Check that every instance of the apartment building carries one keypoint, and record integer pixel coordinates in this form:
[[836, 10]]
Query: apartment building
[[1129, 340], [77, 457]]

==

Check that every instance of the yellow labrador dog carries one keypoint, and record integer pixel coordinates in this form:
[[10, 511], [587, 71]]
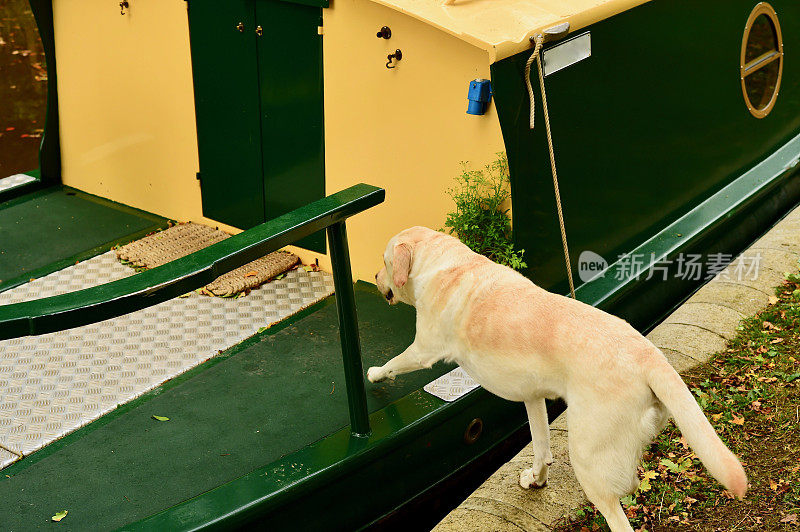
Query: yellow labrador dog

* * *

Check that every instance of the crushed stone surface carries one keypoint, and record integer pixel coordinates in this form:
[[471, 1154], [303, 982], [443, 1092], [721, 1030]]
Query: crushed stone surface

== Your objective ==
Copy out verbatim the lines above, starting at the line that contains "Check that every instance of the apartment" and ending at the line that contains "[[1129, 340], [77, 457]]", with both of those lines included.

== Solution to this problem ==
Check that every instance of the apartment building carries one keypoint, and record integer pixel coordinates in this form:
[[836, 10]]
Query: apartment building
[[1129, 340], [77, 457]]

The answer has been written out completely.